_PROBLEM TO WORK ON_: Can you transcribe every line exactly and leave the pictures behind?

_EXTRACTED DATA_:

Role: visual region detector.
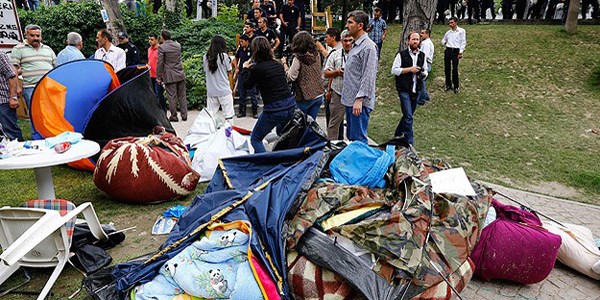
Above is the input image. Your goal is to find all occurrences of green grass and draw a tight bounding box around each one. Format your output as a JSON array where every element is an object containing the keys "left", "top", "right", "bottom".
[
  {"left": 369, "top": 25, "right": 600, "bottom": 204},
  {"left": 0, "top": 25, "right": 600, "bottom": 299}
]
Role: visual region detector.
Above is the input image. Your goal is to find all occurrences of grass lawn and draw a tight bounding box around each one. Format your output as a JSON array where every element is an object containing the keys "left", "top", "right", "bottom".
[
  {"left": 0, "top": 24, "right": 600, "bottom": 299},
  {"left": 369, "top": 24, "right": 600, "bottom": 204}
]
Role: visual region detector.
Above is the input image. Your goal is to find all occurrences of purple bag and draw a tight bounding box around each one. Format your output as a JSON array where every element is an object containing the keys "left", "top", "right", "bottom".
[{"left": 471, "top": 199, "right": 561, "bottom": 284}]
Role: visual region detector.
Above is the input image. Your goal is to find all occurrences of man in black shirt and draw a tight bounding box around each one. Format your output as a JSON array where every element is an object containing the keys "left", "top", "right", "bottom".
[
  {"left": 117, "top": 32, "right": 141, "bottom": 66},
  {"left": 279, "top": 0, "right": 301, "bottom": 48},
  {"left": 256, "top": 18, "right": 279, "bottom": 50},
  {"left": 246, "top": 0, "right": 267, "bottom": 23}
]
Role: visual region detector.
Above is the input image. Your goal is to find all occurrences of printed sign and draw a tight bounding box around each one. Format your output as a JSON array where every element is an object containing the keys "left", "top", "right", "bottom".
[{"left": 0, "top": 0, "right": 23, "bottom": 51}]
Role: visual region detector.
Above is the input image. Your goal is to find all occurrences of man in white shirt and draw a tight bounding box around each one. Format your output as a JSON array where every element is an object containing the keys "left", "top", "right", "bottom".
[
  {"left": 419, "top": 29, "right": 435, "bottom": 105},
  {"left": 94, "top": 29, "right": 126, "bottom": 73},
  {"left": 392, "top": 32, "right": 427, "bottom": 145},
  {"left": 442, "top": 17, "right": 467, "bottom": 94}
]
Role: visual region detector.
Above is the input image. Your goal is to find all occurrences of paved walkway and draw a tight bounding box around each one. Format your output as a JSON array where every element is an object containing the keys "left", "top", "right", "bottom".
[{"left": 173, "top": 111, "right": 600, "bottom": 300}]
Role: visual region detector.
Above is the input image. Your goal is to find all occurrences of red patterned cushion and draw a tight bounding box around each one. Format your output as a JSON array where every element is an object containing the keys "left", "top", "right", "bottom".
[{"left": 94, "top": 133, "right": 200, "bottom": 203}]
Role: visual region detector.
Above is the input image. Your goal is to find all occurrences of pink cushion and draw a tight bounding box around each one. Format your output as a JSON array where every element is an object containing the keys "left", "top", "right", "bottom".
[{"left": 471, "top": 199, "right": 561, "bottom": 284}]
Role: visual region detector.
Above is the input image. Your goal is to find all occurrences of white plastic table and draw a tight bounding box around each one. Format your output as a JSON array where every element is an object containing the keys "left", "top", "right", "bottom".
[{"left": 0, "top": 140, "right": 100, "bottom": 199}]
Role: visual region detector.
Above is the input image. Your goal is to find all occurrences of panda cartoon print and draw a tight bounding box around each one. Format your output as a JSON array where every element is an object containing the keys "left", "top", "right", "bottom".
[
  {"left": 208, "top": 269, "right": 227, "bottom": 294},
  {"left": 219, "top": 230, "right": 237, "bottom": 247}
]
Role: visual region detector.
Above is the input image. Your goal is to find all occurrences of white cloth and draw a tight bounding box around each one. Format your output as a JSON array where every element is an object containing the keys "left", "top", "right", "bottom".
[
  {"left": 442, "top": 26, "right": 467, "bottom": 53},
  {"left": 94, "top": 44, "right": 126, "bottom": 73},
  {"left": 202, "top": 53, "right": 232, "bottom": 97},
  {"left": 392, "top": 50, "right": 428, "bottom": 93},
  {"left": 421, "top": 39, "right": 435, "bottom": 65},
  {"left": 206, "top": 93, "right": 235, "bottom": 122}
]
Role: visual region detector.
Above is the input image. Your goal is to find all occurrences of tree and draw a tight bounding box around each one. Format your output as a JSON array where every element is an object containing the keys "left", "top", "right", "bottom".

_ANSWER TO THE PROBLEM_:
Role: visual region detector.
Above is the input image. Your goal is to find all occurrences of green grass and draw a tight bounding box around each one. Format your output as a JSON array where every element is an object containing the keys "left", "top", "right", "bottom".
[
  {"left": 369, "top": 25, "right": 600, "bottom": 204},
  {"left": 0, "top": 25, "right": 600, "bottom": 299}
]
Role: visual region detector.
Above is the input image. Your goal is to find all occurrences of grass lawn and draw a tight bounding box around each one. Format your output as a JSON array where every element is an object containing the keys "left", "top", "right", "bottom".
[
  {"left": 0, "top": 24, "right": 600, "bottom": 299},
  {"left": 369, "top": 24, "right": 600, "bottom": 204}
]
Role: visual region detector.
Above is the input image. Your goal is to find all occurrences of purple bag and draw a tight bounding box around each one. Format your output as a JSON array where every element is an object containing the keys "left", "top", "right", "bottom".
[{"left": 471, "top": 199, "right": 561, "bottom": 284}]
Role: visual region detector.
Above is the input image. Your goal is to find all occurrences of man in black shirt and draw a tight bounding box around each one. Format your output as a JSON array where every element is an object containing the keys "left", "top", "right", "bottom".
[
  {"left": 117, "top": 32, "right": 141, "bottom": 66},
  {"left": 279, "top": 0, "right": 301, "bottom": 48},
  {"left": 256, "top": 18, "right": 279, "bottom": 50},
  {"left": 246, "top": 0, "right": 267, "bottom": 23}
]
Role: visual region detector.
Above is the input image. Your goal is to find all occurrences of printed sign and draw a tight bounding box around each one. Format your output as a JSON array where every element is an object containing the keys "left", "top", "right", "bottom".
[{"left": 0, "top": 0, "right": 23, "bottom": 51}]
Role: visual region detector.
Above is the input image. Your goal is to find all occurrences of man in white shirt and draw a tight bounding box around each one. Format your output as a JSON array where every element is an object containing the keys "left", "top", "right", "bottom".
[
  {"left": 419, "top": 29, "right": 435, "bottom": 105},
  {"left": 94, "top": 29, "right": 126, "bottom": 73},
  {"left": 392, "top": 32, "right": 427, "bottom": 145},
  {"left": 442, "top": 17, "right": 467, "bottom": 94}
]
Role: visual region detector.
Above is the input image. Your goal is to find all occurrences of paved walkway and draw a tight bounding box around each one. Format your output as a JSON array where every element is an object containing the keys "left", "top", "right", "bottom".
[{"left": 173, "top": 111, "right": 600, "bottom": 300}]
Role: visual region detector.
Above is the input image. Your goal is to find all occurrences of red patterned cushion and draw a tight bounding box around each one. Format your output as a JSON array where every element is an object containing the keys "left", "top", "right", "bottom".
[{"left": 94, "top": 133, "right": 200, "bottom": 203}]
Role: visual region detector.
Above is the input image. Your goal is to find all occurrences of pink cushion and draw a tight bounding box around each one. Format your output as a JSON array where every element is an object containing the keys "left", "top", "right", "bottom".
[{"left": 471, "top": 199, "right": 561, "bottom": 284}]
Role: visual region detector.
Above is the input image. Your goal is to find all occurrences of white plastic table and draw a tight bounding box around each one. Format your output as a JSON array where every element is an object containing the keys "left", "top", "right", "bottom".
[{"left": 0, "top": 140, "right": 100, "bottom": 199}]
Role: visual region detector.
Above is the input image. Your goal is to find all occurrences of panda cartoon print and draw a tight bounding box around each one. Format your output as a JSON array where every element is an object containing the keys "left", "top", "right", "bottom".
[
  {"left": 208, "top": 269, "right": 227, "bottom": 294},
  {"left": 219, "top": 230, "right": 237, "bottom": 247}
]
Role: visual region detector.
Above is the input image. Your goal is to find all occurrences of white cloth and draw a tight bounding box around each one. Format your output as a JSON array where every element is an object containing the keys "left", "top", "right", "bottom".
[
  {"left": 442, "top": 26, "right": 467, "bottom": 53},
  {"left": 94, "top": 44, "right": 126, "bottom": 73},
  {"left": 202, "top": 53, "right": 232, "bottom": 97},
  {"left": 392, "top": 50, "right": 428, "bottom": 93},
  {"left": 421, "top": 39, "right": 435, "bottom": 65},
  {"left": 206, "top": 93, "right": 235, "bottom": 122}
]
Role: visual region detector.
Above is the input image. Your goal is to find all occurrences of tree and draw a tight bounding box around each one. Format your output as a JSON array where every element is an object containing the keys "left", "top", "right", "bottom".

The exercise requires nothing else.